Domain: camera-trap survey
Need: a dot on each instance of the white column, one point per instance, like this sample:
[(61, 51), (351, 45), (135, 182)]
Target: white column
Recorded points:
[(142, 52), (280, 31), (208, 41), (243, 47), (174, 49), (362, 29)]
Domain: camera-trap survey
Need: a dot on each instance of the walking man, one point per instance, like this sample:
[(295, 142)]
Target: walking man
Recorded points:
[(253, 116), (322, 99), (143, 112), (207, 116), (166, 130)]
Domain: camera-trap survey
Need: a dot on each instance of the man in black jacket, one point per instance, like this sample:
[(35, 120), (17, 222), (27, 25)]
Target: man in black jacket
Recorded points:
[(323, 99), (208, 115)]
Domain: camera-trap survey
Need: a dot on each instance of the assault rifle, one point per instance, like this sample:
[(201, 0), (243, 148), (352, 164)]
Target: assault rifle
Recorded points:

++++++++++

__TASK__: List every line of the data above that contains the string "black". Case counts.

__ANSWER TO THIS EXERCISE__:
Need: a dot on each instance of the man in black jacket, one point per instance, like this sample:
Target: man in black jacket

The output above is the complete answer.